-------- READING PASSAGE --------

Interning at a Think Tank: Rare Opportunity I Took Advantage OF

This is part of a series of posts by recipients of the 2021 Career Services Summer Funding Grant. We’ve asked funding recipients to reflect on their summer experiences and talk about the industries in which they spent their summer. You can read the entire series here.

This entry is by Frankie Li, COL ’24

This Summer, I was given the exciting opportunity to intern at the United States Studies Centre–a leading think tank based at the University of Sydney.

I, like many other undergraduates during COVID, needed paid work to finance my expenses during college outside my tuition. Because of the generous funding from Career Services Summer Funding Grant, I was able to focus completely on my internship experience and explore my interests in policy research.

At the United States Studies Centre, I covered a wide breadth of policy topics and specifically those that catered to the US. I examined vaccine diplomacy between the US and China, Australia’s dependency on the US for national security, and the implications of the new Biden Administration on global environmental initiatives. By taking a look at these domains, I developed knowledge and research tools or databases to the different types of domain. For example, I learned about the decreasing exports in the natural resources industry through Australia’s Bureau of Statistics–a resource and tool I was not familiar with but became familiar with. Both rigorous and extensive, I learned a significant amount of skills and knowledge in my time at a think tank.

-------- DATASET EXTRACT --------

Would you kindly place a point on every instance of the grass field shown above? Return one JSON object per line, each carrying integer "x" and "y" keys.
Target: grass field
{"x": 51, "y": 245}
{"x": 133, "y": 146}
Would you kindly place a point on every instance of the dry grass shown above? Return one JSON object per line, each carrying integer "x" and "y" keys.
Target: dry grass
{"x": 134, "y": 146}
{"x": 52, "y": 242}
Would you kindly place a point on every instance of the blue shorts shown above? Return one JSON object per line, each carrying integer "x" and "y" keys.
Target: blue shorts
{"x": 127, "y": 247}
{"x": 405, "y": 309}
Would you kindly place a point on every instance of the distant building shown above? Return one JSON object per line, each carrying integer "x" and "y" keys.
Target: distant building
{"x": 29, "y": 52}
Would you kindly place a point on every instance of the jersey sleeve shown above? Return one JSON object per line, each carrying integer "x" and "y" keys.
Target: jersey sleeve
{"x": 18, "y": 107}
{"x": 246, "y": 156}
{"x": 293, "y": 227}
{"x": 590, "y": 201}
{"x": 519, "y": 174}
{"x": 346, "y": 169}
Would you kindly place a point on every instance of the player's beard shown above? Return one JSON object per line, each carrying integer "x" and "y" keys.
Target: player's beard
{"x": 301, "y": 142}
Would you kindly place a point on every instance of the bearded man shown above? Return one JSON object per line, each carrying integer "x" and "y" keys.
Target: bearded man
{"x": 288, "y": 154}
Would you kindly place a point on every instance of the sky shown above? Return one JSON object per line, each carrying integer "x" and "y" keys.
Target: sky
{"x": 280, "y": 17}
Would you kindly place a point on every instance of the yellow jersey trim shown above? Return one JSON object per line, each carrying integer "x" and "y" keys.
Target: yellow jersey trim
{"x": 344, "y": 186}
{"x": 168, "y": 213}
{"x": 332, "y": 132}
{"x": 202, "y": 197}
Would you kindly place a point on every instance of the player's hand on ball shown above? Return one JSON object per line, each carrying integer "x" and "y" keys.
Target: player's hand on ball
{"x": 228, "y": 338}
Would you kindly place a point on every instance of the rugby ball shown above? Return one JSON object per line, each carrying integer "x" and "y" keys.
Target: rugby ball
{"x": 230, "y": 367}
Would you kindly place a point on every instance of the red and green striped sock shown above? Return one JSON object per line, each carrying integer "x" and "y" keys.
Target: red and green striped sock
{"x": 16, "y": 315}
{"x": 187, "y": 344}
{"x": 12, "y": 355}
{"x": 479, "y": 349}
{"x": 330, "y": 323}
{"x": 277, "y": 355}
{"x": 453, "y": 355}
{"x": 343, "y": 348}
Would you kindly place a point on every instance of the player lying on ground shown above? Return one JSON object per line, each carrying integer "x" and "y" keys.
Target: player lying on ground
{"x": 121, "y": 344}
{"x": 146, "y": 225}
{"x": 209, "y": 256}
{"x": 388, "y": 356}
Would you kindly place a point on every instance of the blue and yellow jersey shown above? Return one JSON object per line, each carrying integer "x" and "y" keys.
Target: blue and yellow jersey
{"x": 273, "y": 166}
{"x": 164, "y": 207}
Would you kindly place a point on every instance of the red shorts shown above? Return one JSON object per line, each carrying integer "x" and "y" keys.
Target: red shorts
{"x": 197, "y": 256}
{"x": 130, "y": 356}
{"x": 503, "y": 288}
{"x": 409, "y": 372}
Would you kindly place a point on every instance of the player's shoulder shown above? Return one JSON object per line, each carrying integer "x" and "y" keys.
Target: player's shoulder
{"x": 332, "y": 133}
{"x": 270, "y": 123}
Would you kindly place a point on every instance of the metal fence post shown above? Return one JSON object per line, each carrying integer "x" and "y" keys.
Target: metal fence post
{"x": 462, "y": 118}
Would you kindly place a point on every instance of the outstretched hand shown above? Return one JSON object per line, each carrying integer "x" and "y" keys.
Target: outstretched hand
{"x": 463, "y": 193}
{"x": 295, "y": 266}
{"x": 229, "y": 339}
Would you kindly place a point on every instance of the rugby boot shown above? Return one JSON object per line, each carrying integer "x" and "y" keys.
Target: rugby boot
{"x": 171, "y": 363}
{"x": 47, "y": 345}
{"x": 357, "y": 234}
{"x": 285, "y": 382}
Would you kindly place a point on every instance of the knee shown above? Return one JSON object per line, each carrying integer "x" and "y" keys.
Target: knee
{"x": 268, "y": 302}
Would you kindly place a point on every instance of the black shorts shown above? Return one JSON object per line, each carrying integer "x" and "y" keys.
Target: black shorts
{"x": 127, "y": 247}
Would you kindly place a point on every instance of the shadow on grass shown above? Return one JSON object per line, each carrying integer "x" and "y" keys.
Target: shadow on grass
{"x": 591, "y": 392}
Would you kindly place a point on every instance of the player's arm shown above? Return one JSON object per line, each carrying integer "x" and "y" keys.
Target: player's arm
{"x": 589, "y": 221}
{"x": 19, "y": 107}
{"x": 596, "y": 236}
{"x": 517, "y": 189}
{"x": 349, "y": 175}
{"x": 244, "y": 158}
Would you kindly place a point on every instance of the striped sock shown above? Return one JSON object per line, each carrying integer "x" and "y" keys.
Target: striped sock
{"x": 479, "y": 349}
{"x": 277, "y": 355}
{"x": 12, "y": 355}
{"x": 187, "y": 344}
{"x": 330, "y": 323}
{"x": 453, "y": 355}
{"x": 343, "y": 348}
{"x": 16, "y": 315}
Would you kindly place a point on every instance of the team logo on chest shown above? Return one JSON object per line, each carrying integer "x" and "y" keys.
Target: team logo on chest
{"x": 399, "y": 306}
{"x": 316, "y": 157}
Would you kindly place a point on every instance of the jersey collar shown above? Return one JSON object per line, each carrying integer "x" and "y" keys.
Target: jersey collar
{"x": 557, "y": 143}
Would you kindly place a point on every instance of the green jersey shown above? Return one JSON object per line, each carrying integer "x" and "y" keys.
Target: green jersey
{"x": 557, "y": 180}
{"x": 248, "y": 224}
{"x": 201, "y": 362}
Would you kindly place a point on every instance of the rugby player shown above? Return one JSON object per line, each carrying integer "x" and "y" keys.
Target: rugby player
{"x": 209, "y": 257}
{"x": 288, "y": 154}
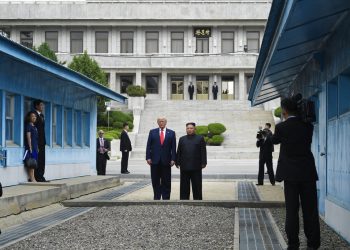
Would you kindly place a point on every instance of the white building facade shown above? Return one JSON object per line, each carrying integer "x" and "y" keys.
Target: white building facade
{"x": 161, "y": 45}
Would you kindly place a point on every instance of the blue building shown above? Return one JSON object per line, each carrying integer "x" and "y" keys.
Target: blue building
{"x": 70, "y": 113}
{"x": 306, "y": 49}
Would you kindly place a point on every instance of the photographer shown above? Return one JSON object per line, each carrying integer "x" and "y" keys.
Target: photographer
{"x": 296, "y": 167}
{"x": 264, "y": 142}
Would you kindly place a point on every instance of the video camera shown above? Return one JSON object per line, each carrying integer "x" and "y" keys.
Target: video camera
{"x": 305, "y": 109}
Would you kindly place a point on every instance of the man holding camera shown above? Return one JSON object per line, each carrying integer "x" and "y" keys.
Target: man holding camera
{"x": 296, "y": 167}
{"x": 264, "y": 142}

--------
-------- DATASET EXTRACT --------

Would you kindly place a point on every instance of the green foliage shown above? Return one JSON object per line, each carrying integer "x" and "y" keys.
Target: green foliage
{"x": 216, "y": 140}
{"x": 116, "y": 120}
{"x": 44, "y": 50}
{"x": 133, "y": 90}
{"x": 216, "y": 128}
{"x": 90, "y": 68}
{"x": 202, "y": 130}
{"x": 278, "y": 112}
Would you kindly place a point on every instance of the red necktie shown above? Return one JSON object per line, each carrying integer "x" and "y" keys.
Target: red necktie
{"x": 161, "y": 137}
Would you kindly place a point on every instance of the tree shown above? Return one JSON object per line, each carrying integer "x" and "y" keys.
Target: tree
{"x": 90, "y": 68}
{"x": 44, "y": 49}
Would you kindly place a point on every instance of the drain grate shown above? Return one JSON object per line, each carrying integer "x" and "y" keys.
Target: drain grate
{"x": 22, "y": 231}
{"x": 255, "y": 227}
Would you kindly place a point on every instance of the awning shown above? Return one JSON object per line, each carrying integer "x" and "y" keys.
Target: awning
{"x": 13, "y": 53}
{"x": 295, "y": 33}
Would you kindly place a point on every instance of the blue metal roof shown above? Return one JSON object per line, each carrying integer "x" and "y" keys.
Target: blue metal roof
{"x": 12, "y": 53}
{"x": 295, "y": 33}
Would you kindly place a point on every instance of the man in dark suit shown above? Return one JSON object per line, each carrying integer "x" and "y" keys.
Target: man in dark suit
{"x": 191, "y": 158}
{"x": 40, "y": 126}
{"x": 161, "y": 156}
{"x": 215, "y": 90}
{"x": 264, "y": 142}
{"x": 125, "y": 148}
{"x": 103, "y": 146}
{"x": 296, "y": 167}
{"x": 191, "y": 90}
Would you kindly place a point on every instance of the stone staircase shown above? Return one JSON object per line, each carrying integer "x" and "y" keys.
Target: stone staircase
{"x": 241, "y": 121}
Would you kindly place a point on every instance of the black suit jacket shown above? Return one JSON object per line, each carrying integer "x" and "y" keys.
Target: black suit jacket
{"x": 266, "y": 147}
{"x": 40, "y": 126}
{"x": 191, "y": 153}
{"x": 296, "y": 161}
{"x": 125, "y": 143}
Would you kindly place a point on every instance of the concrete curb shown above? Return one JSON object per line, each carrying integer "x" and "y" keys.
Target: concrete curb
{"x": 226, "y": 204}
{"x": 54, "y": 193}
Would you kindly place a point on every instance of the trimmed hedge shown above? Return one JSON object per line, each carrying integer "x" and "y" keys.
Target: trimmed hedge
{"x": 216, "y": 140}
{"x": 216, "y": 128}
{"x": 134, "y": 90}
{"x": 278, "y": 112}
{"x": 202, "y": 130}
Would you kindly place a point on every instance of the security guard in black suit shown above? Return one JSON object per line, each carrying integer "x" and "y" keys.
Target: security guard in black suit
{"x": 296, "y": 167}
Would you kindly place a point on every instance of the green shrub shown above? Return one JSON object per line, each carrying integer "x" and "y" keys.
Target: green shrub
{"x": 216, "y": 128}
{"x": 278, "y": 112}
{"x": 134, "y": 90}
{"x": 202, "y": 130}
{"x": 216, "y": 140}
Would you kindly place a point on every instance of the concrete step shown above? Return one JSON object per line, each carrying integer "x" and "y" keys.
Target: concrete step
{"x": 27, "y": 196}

--------

• _ASSIGNMENT_:
Answer these questions about the think tank internship post.
1. At which university is the United States Studies Centre based?
2. What funding let the writer focus completely on the internship?
3. Through what resource did the writer learn about decreasing exports in the natural resources industry?

• _SOLUTION TO THE EXERCISE_:
1. The University of Sydney.
2. The Career Services Summer Funding Grant.
3. Australia's Bureau of Statistics.